INPUT |

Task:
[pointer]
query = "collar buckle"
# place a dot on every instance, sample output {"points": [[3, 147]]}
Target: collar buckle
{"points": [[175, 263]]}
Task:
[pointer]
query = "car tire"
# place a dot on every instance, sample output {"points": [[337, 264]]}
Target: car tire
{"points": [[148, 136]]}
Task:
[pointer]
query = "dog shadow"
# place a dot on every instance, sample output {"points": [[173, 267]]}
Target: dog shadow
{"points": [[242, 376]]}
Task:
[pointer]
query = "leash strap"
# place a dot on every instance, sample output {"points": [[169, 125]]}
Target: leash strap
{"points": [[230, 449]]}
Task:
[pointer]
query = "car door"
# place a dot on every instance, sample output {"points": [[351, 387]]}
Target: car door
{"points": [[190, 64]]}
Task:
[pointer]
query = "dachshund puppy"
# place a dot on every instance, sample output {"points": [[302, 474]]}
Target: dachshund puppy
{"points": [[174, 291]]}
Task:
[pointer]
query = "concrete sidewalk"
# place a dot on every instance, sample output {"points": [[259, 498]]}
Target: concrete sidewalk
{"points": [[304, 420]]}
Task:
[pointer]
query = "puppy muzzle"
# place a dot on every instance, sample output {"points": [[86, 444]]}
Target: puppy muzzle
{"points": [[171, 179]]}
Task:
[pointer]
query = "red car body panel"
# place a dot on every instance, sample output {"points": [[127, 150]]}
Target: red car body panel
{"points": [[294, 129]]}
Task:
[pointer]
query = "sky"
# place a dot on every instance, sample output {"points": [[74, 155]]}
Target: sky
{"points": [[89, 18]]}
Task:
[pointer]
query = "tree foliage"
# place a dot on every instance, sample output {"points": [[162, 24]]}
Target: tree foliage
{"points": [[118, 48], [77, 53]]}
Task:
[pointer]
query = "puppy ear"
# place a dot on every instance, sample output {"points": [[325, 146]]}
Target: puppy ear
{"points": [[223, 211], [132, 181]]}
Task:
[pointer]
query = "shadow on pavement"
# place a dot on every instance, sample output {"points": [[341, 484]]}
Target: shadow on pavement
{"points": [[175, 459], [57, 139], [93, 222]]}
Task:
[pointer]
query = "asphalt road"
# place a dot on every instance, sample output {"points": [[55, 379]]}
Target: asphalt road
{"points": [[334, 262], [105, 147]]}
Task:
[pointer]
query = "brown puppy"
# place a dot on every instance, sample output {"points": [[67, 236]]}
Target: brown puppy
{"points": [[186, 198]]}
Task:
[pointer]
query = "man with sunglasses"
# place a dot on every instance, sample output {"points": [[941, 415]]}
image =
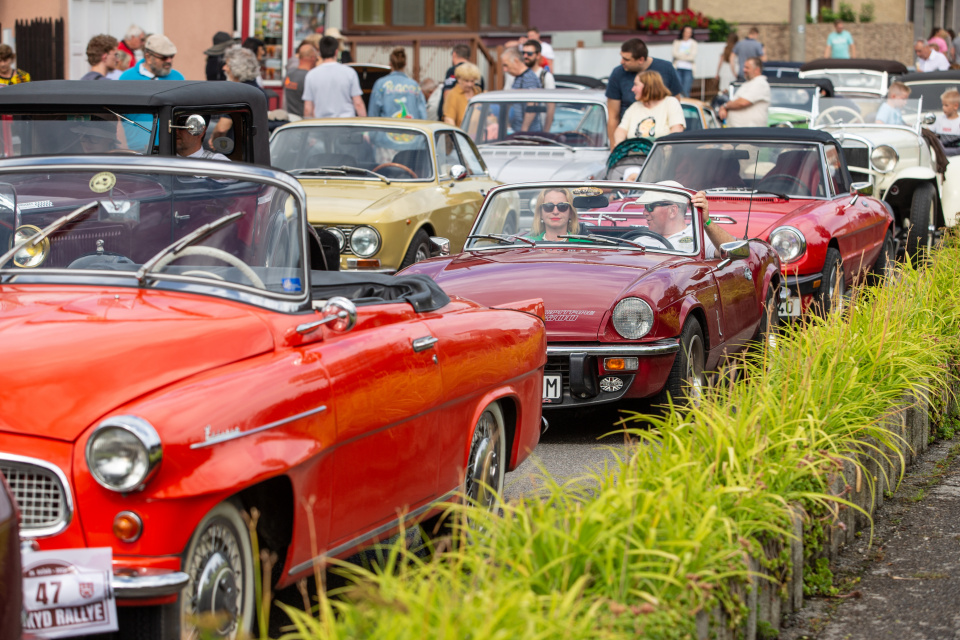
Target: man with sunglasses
{"points": [[666, 217], [158, 53]]}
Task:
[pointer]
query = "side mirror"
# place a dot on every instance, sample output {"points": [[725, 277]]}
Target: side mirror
{"points": [[195, 125], [439, 247], [737, 249]]}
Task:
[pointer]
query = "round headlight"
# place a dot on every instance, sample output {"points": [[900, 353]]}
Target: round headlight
{"points": [[123, 453], [364, 241], [789, 243], [632, 318], [341, 238], [28, 257], [884, 158]]}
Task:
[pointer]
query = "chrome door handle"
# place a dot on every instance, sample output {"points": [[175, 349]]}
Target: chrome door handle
{"points": [[424, 343]]}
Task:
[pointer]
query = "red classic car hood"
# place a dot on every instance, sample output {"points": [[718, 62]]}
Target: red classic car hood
{"points": [[766, 214], [72, 355], [577, 286]]}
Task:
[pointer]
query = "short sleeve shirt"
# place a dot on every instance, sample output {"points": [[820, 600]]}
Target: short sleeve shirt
{"points": [[757, 92], [331, 88], [640, 121], [839, 44]]}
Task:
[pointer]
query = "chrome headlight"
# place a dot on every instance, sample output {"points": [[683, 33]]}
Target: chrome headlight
{"points": [[29, 257], [884, 158], [339, 235], [789, 243], [123, 453], [632, 318], [364, 241]]}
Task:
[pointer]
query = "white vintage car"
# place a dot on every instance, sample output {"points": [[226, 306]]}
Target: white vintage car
{"points": [[531, 135], [888, 155]]}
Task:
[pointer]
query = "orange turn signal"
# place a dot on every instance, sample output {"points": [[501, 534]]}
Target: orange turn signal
{"points": [[127, 526]]}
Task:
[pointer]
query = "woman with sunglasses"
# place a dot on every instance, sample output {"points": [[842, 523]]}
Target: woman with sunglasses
{"points": [[554, 216]]}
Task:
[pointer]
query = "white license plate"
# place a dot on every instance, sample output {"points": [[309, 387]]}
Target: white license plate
{"points": [[552, 388], [789, 307]]}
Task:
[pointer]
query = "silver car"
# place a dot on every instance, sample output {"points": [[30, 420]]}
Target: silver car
{"points": [[531, 135]]}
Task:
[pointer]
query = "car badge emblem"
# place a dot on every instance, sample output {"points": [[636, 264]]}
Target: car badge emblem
{"points": [[102, 182]]}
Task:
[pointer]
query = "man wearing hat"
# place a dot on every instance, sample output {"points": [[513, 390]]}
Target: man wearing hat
{"points": [[221, 42], [158, 53]]}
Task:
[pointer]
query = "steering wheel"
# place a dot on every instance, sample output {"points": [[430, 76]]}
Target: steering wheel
{"points": [[832, 115], [219, 254], [636, 233], [398, 166], [793, 180]]}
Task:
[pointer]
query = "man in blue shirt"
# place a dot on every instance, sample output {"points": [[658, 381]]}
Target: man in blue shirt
{"points": [[158, 52], [634, 58]]}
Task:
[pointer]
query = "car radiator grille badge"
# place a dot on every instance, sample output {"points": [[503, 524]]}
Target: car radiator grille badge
{"points": [[611, 384]]}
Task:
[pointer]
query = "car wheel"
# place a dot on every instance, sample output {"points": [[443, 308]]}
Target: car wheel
{"points": [[922, 212], [883, 265], [832, 287], [686, 380], [220, 592], [419, 249]]}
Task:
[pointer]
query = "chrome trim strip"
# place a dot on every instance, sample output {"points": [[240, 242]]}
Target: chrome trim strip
{"points": [[46, 532], [154, 584], [653, 349], [233, 435], [307, 564]]}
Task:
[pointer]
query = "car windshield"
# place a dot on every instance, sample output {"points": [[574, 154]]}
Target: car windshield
{"points": [[853, 80], [793, 170], [394, 152], [622, 216], [254, 238], [800, 98], [105, 131], [574, 124], [890, 111]]}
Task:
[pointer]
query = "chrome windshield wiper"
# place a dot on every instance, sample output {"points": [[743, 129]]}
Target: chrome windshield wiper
{"points": [[187, 240], [502, 237], [33, 241], [606, 240]]}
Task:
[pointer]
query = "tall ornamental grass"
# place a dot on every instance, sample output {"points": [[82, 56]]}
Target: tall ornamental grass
{"points": [[643, 545]]}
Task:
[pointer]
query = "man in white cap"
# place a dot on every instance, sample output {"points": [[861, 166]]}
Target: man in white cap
{"points": [[158, 53]]}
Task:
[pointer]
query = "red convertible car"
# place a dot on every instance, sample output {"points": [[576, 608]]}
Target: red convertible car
{"points": [[638, 303], [178, 356], [793, 188]]}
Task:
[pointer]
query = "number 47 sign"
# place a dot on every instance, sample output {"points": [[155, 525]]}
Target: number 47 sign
{"points": [[67, 592]]}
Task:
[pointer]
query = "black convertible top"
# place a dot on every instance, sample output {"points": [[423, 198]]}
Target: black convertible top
{"points": [[932, 76], [145, 93], [743, 134], [890, 66]]}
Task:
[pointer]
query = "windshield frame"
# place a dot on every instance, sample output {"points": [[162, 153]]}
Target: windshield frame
{"points": [[248, 294], [365, 127], [697, 232]]}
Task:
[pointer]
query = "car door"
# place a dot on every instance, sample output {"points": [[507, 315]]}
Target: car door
{"points": [[386, 386]]}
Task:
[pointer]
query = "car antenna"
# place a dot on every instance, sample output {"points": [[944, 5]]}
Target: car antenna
{"points": [[753, 190]]}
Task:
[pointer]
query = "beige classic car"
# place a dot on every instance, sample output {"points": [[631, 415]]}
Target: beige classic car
{"points": [[384, 186]]}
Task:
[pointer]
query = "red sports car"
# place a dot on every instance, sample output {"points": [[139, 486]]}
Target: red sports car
{"points": [[639, 300], [793, 187], [176, 356]]}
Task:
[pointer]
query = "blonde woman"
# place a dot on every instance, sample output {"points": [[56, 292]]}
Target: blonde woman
{"points": [[655, 112], [554, 215], [455, 100]]}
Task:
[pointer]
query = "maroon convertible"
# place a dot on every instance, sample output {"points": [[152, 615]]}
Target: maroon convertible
{"points": [[636, 305]]}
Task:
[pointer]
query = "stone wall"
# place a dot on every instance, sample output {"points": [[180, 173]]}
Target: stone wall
{"points": [[873, 40]]}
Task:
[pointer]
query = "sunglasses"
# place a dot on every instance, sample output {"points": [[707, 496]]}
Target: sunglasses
{"points": [[650, 206]]}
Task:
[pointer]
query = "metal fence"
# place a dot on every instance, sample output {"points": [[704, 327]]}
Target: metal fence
{"points": [[40, 48]]}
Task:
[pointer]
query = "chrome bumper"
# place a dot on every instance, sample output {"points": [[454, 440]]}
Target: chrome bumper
{"points": [[152, 583]]}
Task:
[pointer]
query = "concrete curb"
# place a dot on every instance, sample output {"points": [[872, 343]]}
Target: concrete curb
{"points": [[769, 597]]}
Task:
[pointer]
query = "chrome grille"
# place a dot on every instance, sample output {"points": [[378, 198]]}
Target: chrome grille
{"points": [[39, 494]]}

GIVEN EXERCISE |
Gather every line of the data above that contains the string "panel", treating uppercase and lowercase letters as distinct.

TASK RESPONSE |
query = "red car body panel"
Target: red car body panel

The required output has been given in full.